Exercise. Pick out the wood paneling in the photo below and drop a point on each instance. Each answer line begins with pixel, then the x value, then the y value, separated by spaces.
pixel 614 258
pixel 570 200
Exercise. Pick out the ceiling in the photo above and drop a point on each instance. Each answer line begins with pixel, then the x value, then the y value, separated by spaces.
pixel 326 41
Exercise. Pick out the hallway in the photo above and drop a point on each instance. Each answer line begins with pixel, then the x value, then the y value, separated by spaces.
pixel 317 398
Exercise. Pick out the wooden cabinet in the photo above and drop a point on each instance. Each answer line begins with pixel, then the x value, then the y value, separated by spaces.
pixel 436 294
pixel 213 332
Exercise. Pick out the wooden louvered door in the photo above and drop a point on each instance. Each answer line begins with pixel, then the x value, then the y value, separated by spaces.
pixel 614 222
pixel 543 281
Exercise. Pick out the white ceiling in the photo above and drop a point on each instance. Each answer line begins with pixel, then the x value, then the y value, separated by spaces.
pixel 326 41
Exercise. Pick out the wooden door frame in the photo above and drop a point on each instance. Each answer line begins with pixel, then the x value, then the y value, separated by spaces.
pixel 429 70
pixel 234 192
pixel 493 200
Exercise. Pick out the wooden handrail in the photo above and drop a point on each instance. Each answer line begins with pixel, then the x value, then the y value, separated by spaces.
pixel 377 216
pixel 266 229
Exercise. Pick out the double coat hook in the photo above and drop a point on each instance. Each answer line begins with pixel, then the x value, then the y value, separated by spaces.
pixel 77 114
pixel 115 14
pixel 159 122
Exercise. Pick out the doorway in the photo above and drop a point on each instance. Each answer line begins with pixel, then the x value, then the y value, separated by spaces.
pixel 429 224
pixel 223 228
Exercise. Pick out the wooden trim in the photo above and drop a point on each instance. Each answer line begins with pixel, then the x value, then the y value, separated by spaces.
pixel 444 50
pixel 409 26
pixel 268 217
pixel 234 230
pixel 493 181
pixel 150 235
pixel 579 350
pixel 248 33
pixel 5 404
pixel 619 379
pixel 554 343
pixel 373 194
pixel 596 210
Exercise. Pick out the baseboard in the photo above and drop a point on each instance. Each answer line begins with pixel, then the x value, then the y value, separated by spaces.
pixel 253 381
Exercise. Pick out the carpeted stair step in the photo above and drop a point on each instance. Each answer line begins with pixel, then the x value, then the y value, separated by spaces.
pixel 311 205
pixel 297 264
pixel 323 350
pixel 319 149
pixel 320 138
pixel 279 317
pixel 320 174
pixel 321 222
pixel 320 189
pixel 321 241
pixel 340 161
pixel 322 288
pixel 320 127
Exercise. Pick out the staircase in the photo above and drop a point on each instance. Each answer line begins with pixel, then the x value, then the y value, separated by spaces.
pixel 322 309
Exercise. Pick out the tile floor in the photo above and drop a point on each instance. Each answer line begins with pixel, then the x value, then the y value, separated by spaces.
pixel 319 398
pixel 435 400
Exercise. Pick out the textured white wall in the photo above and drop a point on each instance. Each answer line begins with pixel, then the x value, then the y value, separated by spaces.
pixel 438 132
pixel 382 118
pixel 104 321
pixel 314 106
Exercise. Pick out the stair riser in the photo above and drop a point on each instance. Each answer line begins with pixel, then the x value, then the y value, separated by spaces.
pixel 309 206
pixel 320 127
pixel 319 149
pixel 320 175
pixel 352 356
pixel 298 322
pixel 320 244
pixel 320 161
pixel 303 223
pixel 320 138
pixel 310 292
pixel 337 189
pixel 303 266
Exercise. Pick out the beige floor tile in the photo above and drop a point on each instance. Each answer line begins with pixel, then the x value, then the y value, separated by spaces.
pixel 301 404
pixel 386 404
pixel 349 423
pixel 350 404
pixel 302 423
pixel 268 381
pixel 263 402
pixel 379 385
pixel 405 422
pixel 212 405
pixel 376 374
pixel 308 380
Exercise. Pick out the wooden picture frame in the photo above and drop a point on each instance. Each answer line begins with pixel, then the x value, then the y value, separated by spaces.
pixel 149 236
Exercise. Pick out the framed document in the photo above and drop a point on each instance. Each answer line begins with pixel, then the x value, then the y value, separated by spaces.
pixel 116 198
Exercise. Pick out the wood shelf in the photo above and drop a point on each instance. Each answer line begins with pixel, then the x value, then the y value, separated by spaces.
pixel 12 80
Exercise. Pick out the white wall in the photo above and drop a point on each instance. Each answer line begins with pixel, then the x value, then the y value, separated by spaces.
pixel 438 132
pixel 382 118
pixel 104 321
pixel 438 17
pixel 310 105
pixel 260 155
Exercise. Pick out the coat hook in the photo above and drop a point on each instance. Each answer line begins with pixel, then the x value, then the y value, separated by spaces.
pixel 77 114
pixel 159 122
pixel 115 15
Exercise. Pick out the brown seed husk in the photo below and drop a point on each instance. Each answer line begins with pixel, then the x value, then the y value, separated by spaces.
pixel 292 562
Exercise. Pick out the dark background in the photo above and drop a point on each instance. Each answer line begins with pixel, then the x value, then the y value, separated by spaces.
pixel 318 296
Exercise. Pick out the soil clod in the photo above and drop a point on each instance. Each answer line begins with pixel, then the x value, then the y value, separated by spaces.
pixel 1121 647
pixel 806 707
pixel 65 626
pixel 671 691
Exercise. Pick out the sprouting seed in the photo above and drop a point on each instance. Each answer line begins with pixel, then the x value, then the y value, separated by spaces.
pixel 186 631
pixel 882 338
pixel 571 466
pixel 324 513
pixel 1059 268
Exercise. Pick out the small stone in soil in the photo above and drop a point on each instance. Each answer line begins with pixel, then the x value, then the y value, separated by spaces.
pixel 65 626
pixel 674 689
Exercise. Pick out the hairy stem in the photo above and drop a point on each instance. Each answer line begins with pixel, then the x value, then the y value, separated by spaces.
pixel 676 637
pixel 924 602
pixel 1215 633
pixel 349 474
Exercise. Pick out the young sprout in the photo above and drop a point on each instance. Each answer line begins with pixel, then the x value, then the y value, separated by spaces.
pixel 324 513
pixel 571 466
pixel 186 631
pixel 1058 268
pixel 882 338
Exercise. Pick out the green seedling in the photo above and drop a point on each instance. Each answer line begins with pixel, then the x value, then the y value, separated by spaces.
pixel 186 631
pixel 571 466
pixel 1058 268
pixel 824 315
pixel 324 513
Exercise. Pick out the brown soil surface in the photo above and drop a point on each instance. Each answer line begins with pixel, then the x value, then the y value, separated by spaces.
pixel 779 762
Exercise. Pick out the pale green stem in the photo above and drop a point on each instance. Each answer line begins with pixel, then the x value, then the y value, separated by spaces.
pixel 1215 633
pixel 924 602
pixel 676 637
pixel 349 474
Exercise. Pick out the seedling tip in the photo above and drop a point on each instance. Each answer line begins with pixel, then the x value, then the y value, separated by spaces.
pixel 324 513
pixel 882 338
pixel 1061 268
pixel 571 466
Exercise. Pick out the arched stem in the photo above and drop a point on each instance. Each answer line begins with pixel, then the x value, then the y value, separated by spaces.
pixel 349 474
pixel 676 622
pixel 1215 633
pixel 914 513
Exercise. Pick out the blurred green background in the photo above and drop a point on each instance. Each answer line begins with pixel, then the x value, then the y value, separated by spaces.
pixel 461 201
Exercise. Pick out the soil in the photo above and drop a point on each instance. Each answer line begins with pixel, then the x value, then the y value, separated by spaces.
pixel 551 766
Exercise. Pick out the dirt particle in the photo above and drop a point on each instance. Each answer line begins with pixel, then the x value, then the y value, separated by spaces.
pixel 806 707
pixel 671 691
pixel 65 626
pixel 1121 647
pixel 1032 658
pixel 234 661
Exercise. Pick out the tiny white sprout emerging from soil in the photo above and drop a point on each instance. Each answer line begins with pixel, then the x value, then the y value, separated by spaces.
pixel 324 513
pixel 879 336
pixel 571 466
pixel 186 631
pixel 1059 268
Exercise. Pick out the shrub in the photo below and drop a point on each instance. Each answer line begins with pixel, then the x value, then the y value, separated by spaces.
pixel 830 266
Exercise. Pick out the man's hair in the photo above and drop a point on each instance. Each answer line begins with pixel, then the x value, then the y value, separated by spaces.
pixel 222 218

◆ **Exercise**:
The "Exercise. Pick out the soil in" line through the last line above: set these down exactly and add nothing else.

◆ **Finished exercise**:
Exercise. Pick out the soil in the photo above and drop a point on each instance. Each answer line begins with pixel, then the x value, then the y value, separated by spaces.
pixel 551 766
Exercise. Pick out the dirt particle in the photo above and drop a point on each instance. Each answer line begins with pixel, then the x value, then the y value, separated by spaces.
pixel 806 707
pixel 671 691
pixel 65 626
pixel 1121 647
pixel 1032 658
pixel 234 661
Exercise. Pick out the tiny white sprout emerging from soil in the photo above and drop a point on each instance. Each answer line begins with pixel, then the x value, then the y value, separated by spaces.
pixel 324 513
pixel 879 336
pixel 571 466
pixel 186 631
pixel 1059 268
Exercise. Pick out the shrub in the photo below and drop a point on each instance. Each answer line begins with pixel, then the x value, then the y value, separated by spaces.
pixel 830 266
Exercise. Pick out the man's hair in the photo above and drop a point on each instance. Each answer line begins with pixel, then the x value, then the y value, separated by spaces.
pixel 222 218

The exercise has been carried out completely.